**What is expected**
In the forum post on the sum of squares, rewrite the passage starting with "Sum of Squares" and going on through "weird collapsing sum?", putting "third-degree polynomial" in place of "cubic function".

**Given text**
Sum of Squares $i^2$

Question

I want to show that the sum of integer squares from $i=1$ to $n$ is $\frac{n(n+1)(2n+1)}{6}$ I've watched some videos and read other posts about it but haven't been able to find anything that makes it click. I know the rate of the difference of consecutive partial sums for $S(n)$ shows $S$ is a cubic function. I tried making use of this using a system of equations with $S(n)=An^3+Bn^2+Cn+D$ at $n=0, 1, 2, 3$, and I ended up getting $S(n)=-\cfrac{643}{24}n^3-\cfrac{131}{8}n^2+\cfrac{137}{12}n$ but I'm unsure how to factor this

Is there a simple approach to this that doesn't involve some weird collapsing sum?

Answer 1

A beautiful proof without words that I recently learned from a friend of mine (credits to KK):

Some words of explanation: we have a function $f$ with a constant gradient defined over a domain which is an equilateral triangle. When we consider $g=f+f_{\omega}+f_{\omega^2}$, where $f_\omega$ and $f_{\omega^2}$ are the functions defined over the domain rotated by $120^\circ$ and $240^\circ$, we have that $g$ has a null gradient, hence it is constant.

**Data excerpts**

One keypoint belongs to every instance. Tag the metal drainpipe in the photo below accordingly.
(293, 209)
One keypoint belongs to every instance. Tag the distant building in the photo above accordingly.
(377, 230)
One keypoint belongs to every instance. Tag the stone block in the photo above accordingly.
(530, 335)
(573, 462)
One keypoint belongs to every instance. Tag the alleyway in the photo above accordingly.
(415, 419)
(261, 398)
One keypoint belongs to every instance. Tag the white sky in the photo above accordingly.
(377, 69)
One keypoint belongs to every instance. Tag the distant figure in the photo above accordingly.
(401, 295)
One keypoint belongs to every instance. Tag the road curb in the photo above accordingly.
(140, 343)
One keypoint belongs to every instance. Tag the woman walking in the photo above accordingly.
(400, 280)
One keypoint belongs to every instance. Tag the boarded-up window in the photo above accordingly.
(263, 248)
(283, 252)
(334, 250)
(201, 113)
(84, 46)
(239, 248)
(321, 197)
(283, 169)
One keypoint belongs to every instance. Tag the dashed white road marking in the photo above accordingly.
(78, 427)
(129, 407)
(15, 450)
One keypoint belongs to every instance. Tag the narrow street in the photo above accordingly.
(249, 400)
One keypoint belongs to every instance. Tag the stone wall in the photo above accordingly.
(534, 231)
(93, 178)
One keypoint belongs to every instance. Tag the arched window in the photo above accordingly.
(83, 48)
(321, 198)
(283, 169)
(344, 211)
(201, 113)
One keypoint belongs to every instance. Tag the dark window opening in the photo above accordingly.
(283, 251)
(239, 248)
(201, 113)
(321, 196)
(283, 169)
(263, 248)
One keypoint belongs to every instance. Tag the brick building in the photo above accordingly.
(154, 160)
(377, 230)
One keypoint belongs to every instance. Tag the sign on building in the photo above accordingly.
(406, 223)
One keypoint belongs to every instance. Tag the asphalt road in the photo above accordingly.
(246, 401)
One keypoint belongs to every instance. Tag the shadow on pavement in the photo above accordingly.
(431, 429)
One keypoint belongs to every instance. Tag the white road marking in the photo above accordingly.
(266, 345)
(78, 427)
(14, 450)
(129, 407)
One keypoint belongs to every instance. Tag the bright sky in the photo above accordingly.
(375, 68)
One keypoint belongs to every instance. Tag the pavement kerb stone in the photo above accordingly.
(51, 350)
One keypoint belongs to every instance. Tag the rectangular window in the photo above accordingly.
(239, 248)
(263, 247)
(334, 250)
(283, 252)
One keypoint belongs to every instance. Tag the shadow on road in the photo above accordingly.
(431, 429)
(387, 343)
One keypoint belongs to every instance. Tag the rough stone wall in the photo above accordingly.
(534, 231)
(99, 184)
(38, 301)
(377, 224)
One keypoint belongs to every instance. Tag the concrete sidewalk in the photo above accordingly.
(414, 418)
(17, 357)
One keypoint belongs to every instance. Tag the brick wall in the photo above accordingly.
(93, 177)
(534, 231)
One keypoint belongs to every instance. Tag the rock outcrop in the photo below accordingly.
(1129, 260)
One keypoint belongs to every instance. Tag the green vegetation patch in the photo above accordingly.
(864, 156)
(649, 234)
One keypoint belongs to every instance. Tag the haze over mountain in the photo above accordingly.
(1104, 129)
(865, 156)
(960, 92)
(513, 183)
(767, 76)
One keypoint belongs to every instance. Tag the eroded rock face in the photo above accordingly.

**Written response**
Sum of Squares $i^2$

Question

I want to show that the sum of integer squares from $i=1$ to $n$ is $\frac{n(n+1)(2n+1)}{6}$ I've watched some videos and read other posts about it but haven't been able to find anything that makes it click. I know the rate of the difference of consecutive partial sums for $S(n)$ shows $S$ is a third-degree polynomial. I tried making use of this using a system of equations with $S(n)=An^3+Bn^2+Cn+D$ at $n=0, 1, 2, 3$, and I ended up getting $S(n)=-\cfrac{643}{24}n^3-\cfrac{131}{8}n^2+\cfrac{137}{12}n$ but I'm unsure how to factor this

Is there a simple approach to this that doesn't involve some weird collapsing sum?